### What needs to be done
Write the data below out again, exactly as each line reads.

### Stored data

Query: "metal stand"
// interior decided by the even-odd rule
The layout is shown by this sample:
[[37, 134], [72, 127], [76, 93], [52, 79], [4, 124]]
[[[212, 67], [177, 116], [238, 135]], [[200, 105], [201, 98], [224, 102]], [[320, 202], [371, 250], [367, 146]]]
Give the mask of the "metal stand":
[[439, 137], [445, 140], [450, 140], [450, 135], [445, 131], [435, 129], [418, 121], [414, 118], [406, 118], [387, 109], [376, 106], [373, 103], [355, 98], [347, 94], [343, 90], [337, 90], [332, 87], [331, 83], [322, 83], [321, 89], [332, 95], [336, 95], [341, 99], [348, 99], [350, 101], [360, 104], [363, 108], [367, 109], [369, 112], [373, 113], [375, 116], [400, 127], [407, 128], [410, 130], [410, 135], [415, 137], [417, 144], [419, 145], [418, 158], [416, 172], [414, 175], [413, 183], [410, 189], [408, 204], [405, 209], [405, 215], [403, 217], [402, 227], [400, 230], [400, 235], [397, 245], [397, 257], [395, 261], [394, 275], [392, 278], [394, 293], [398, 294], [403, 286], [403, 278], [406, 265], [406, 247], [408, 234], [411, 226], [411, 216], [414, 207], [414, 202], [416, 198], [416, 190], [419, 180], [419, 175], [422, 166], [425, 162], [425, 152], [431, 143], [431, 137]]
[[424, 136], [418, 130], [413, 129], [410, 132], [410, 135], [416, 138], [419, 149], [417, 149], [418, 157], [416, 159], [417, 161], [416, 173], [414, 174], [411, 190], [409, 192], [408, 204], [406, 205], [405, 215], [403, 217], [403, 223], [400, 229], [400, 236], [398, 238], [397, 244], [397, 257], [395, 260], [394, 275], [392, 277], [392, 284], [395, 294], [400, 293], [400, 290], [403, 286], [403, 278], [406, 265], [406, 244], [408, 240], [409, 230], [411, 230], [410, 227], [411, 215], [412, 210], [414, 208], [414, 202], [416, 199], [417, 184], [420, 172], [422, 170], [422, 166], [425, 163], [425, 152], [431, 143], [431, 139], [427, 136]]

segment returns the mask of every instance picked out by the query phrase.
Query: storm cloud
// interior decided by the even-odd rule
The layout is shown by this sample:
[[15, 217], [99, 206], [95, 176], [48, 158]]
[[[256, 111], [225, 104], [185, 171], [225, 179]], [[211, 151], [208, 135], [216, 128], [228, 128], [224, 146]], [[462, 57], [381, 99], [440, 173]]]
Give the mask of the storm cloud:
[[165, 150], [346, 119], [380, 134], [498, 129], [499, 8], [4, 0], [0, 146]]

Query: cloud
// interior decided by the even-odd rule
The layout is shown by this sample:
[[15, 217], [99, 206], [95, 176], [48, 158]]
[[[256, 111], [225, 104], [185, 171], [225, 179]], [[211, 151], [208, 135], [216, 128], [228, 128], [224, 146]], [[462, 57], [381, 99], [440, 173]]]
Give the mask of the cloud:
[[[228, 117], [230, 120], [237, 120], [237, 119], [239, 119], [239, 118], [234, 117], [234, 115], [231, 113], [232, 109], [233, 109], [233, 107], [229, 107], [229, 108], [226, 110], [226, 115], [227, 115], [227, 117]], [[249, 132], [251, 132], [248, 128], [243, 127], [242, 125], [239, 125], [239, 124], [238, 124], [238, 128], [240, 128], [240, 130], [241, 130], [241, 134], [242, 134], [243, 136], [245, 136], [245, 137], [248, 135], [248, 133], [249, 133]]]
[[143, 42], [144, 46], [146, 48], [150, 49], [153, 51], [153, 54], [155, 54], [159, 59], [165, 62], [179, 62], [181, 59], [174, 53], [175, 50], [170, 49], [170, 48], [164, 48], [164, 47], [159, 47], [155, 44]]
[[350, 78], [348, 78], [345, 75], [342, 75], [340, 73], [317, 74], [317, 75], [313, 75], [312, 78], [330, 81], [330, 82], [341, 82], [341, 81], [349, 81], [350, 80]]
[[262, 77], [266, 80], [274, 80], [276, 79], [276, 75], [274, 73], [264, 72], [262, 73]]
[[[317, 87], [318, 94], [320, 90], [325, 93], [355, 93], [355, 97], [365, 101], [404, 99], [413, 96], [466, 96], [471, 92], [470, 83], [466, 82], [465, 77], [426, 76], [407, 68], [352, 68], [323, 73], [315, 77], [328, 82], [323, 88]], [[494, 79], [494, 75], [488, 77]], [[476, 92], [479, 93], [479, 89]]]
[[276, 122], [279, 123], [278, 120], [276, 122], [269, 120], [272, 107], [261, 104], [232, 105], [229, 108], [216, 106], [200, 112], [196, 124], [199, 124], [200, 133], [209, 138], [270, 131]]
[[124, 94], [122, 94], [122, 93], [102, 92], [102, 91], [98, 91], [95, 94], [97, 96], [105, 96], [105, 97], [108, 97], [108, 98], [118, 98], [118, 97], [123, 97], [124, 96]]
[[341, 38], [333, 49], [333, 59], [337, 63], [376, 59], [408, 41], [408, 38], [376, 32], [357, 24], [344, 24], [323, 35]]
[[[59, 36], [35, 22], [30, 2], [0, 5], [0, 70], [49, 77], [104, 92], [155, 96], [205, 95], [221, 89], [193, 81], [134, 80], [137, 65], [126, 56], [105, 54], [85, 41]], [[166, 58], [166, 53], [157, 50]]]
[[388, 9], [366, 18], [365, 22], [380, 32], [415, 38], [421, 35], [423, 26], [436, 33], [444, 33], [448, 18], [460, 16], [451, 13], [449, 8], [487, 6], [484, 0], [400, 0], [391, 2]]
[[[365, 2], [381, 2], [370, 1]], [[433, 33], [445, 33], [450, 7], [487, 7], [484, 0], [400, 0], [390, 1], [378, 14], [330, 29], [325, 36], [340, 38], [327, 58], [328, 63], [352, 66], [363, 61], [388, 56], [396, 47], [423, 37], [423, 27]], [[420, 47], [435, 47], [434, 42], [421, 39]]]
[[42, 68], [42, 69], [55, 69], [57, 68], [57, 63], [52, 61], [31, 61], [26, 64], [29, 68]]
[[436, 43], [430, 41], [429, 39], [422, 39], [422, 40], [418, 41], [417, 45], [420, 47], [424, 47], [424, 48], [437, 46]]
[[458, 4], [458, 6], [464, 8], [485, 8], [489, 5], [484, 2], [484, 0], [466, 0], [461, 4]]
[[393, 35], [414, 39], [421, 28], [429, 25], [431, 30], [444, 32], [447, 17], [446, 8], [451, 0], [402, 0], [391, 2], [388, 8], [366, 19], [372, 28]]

### Solution below
Query: "metal stand"
// interior decided by the even-odd rule
The layout is shown by this sample:
[[37, 134], [72, 127], [76, 93], [52, 79], [4, 124]]
[[[212, 67], [177, 116], [238, 135]], [[200, 105], [201, 98], [224, 102]], [[320, 202], [371, 250], [367, 146]]]
Give the mask of the "metal stand":
[[439, 137], [445, 140], [450, 140], [450, 135], [445, 131], [435, 129], [418, 121], [414, 118], [406, 118], [387, 109], [376, 106], [373, 103], [355, 98], [347, 94], [343, 90], [337, 90], [332, 87], [331, 83], [322, 83], [321, 89], [332, 95], [336, 95], [341, 99], [348, 99], [350, 101], [360, 104], [363, 108], [367, 109], [369, 112], [373, 113], [375, 116], [400, 127], [407, 128], [410, 130], [410, 135], [415, 137], [417, 144], [419, 145], [418, 158], [416, 172], [414, 175], [413, 183], [410, 189], [408, 204], [405, 209], [405, 215], [403, 217], [402, 227], [400, 230], [400, 235], [397, 245], [397, 257], [395, 261], [394, 275], [392, 278], [394, 293], [398, 294], [403, 286], [403, 278], [406, 265], [406, 247], [408, 234], [411, 226], [411, 216], [414, 207], [414, 202], [416, 198], [416, 190], [419, 180], [419, 175], [422, 166], [425, 162], [425, 152], [431, 143], [431, 137]]
[[424, 136], [418, 130], [413, 129], [410, 132], [410, 135], [416, 138], [419, 149], [417, 149], [418, 157], [416, 159], [417, 161], [416, 173], [414, 174], [411, 190], [409, 192], [408, 204], [406, 205], [405, 215], [403, 217], [403, 223], [400, 229], [400, 236], [398, 238], [397, 244], [397, 257], [395, 260], [394, 275], [392, 277], [392, 284], [395, 294], [400, 293], [400, 290], [403, 286], [403, 278], [406, 265], [406, 244], [408, 240], [409, 230], [411, 230], [410, 227], [411, 215], [412, 210], [414, 208], [414, 202], [416, 199], [417, 184], [420, 172], [422, 170], [422, 166], [425, 163], [425, 152], [431, 143], [431, 139], [427, 136]]

segment returns the mask of every instance picked out by the query phrase.
Query: storm cloud
// interior decided by the even-odd rule
The layout is shown by this sample:
[[15, 217], [99, 206], [95, 176], [48, 158]]
[[[256, 111], [225, 104], [185, 171], [225, 179]], [[211, 151], [208, 135], [216, 128], [228, 128], [224, 146]], [[462, 57], [381, 99], [440, 173]]]
Give the mask of the storm cloud:
[[165, 150], [346, 119], [380, 134], [498, 129], [499, 8], [4, 0], [0, 146]]

Query: cloud
// interior decided by the even-odd rule
The layout is shown by this sample:
[[15, 217], [99, 206], [95, 176], [48, 158]]
[[[256, 111], [225, 104], [185, 171], [225, 179]], [[211, 151], [208, 135], [216, 128], [228, 128], [224, 146]], [[462, 57], [381, 99], [440, 173]]]
Give the mask of the cloud:
[[[228, 117], [230, 120], [237, 120], [237, 119], [239, 119], [239, 118], [234, 117], [234, 115], [231, 113], [232, 109], [233, 109], [233, 107], [229, 107], [229, 108], [226, 110], [226, 115], [227, 115], [227, 117]], [[249, 132], [251, 132], [248, 128], [243, 127], [242, 125], [239, 125], [239, 124], [238, 124], [238, 128], [240, 128], [240, 130], [241, 130], [241, 134], [242, 134], [243, 136], [245, 136], [245, 137], [248, 135], [248, 133], [249, 133]]]
[[143, 42], [144, 46], [146, 48], [150, 49], [153, 51], [153, 54], [155, 54], [159, 59], [165, 62], [179, 62], [181, 59], [174, 53], [175, 50], [170, 49], [170, 48], [164, 48], [164, 47], [159, 47], [155, 44]]
[[350, 78], [348, 78], [345, 75], [342, 75], [340, 73], [317, 74], [317, 75], [313, 75], [312, 78], [330, 81], [330, 82], [341, 82], [341, 81], [349, 81], [350, 80]]
[[262, 77], [266, 80], [274, 80], [276, 79], [276, 75], [274, 73], [264, 72], [262, 73]]
[[[317, 87], [318, 94], [320, 90], [325, 93], [355, 93], [355, 97], [365, 101], [404, 99], [413, 96], [466, 96], [471, 92], [470, 83], [466, 82], [465, 77], [426, 76], [407, 68], [352, 68], [323, 73], [315, 77], [328, 82], [323, 88]], [[494, 79], [494, 75], [488, 77]], [[476, 92], [479, 93], [479, 89]]]
[[276, 122], [279, 123], [278, 120], [276, 122], [269, 120], [272, 107], [261, 104], [232, 105], [229, 108], [216, 106], [200, 112], [196, 124], [199, 124], [200, 133], [209, 138], [270, 131]]
[[124, 94], [122, 94], [122, 93], [102, 92], [102, 91], [98, 91], [95, 94], [97, 96], [105, 96], [105, 97], [108, 97], [108, 98], [118, 98], [118, 97], [123, 97], [124, 96]]
[[341, 38], [333, 49], [333, 59], [337, 63], [376, 59], [408, 41], [408, 38], [376, 32], [357, 24], [344, 24], [323, 35]]
[[[59, 36], [35, 22], [30, 2], [0, 5], [0, 70], [49, 77], [104, 92], [155, 96], [205, 95], [221, 89], [193, 81], [134, 80], [137, 65], [126, 56], [105, 54], [85, 41]], [[166, 58], [166, 53], [157, 50]]]
[[388, 9], [366, 18], [365, 22], [380, 32], [415, 38], [421, 35], [423, 26], [436, 33], [444, 33], [448, 18], [460, 16], [451, 13], [449, 8], [487, 6], [484, 0], [400, 0], [391, 2]]
[[[365, 2], [381, 2], [370, 1]], [[433, 33], [445, 33], [450, 7], [487, 7], [484, 0], [400, 0], [390, 1], [378, 14], [330, 29], [325, 36], [340, 38], [327, 58], [328, 63], [352, 66], [363, 61], [388, 56], [396, 47], [423, 37], [423, 27]], [[420, 47], [435, 47], [434, 42], [421, 39]]]
[[42, 68], [42, 69], [55, 69], [57, 68], [57, 63], [52, 61], [31, 61], [26, 64], [29, 68]]
[[436, 43], [430, 41], [429, 39], [422, 39], [422, 40], [418, 41], [417, 45], [420, 47], [424, 47], [424, 48], [437, 46]]
[[458, 4], [458, 6], [464, 8], [485, 8], [489, 5], [484, 2], [484, 0], [466, 0], [461, 4]]
[[393, 35], [414, 39], [421, 28], [429, 25], [431, 30], [444, 32], [447, 17], [446, 8], [451, 0], [402, 0], [391, 2], [388, 8], [366, 19], [372, 28]]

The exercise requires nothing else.